-- Problem requirements --
Pick out every line in the listing below that contains the word "bottom", and copy each of those lines. Case counts, so match only that exact capitalization.

════════════════════

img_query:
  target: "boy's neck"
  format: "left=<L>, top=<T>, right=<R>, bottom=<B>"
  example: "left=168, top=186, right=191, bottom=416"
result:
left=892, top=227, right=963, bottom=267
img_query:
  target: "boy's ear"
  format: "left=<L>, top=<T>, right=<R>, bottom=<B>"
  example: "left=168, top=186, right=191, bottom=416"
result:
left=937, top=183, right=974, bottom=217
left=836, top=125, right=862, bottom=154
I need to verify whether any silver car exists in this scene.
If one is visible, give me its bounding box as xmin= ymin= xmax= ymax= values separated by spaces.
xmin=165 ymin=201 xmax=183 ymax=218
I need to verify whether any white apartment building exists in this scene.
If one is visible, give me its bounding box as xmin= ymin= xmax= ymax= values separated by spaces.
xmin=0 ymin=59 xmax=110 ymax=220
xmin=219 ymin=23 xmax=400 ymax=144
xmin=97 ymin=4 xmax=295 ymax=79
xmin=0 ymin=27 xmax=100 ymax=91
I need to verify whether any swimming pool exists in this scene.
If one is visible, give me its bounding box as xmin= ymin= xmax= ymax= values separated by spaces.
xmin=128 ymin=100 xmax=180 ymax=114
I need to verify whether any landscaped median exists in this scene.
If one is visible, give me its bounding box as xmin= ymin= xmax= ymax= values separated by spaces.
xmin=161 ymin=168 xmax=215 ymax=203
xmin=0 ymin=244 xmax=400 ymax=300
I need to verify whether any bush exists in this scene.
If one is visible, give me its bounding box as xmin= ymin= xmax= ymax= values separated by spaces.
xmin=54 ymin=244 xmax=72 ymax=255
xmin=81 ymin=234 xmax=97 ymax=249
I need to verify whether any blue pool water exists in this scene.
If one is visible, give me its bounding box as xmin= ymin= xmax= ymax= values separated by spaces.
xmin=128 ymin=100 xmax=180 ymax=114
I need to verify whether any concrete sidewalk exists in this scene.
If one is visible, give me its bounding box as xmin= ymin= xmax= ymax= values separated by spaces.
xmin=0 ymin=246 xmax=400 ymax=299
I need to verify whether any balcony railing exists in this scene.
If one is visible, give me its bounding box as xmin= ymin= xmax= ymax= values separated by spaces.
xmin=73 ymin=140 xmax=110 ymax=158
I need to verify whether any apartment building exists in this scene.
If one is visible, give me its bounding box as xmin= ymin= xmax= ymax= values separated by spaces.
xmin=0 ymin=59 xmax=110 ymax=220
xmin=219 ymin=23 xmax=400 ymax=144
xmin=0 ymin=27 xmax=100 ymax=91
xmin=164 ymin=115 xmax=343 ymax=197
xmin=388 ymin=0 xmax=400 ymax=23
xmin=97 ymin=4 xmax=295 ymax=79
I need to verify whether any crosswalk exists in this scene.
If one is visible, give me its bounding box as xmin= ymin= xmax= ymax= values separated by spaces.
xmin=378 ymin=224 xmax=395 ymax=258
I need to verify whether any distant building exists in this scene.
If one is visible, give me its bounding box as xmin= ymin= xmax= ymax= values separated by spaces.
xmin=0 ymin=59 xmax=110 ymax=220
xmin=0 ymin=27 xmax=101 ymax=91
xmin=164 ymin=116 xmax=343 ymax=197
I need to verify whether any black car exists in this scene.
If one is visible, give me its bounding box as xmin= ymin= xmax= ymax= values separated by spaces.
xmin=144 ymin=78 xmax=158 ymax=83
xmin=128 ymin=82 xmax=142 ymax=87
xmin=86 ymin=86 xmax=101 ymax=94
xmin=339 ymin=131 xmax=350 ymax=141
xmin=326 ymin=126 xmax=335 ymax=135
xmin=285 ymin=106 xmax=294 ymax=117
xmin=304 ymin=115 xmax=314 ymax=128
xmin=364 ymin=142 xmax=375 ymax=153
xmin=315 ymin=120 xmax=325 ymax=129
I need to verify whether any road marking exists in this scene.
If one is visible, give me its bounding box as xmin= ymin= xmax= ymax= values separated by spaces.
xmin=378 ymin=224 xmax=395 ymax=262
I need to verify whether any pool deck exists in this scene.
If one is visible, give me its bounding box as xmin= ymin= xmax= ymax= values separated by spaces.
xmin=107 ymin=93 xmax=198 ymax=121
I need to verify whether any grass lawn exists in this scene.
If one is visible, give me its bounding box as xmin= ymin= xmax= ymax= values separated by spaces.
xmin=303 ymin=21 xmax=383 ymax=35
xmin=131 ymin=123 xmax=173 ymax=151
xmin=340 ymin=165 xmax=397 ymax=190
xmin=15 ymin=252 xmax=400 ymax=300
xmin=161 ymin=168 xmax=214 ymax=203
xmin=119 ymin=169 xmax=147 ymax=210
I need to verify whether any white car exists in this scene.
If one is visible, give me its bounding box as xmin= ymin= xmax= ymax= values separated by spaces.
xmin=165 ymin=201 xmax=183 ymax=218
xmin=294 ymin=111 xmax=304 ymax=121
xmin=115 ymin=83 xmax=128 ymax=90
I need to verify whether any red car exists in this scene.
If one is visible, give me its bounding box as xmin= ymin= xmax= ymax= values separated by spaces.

════════════════════

-- Reply to the exercise --
  format: "left=<L>, top=<T>, right=<R>, bottom=<B>"
  example: "left=168, top=186, right=191, bottom=416"
left=892, top=227, right=963, bottom=267
  format: "left=<L>, top=<T>, right=<R>, bottom=<B>"
  example: "left=168, top=186, right=191, bottom=416"
left=937, top=183, right=974, bottom=217
left=836, top=125, right=862, bottom=154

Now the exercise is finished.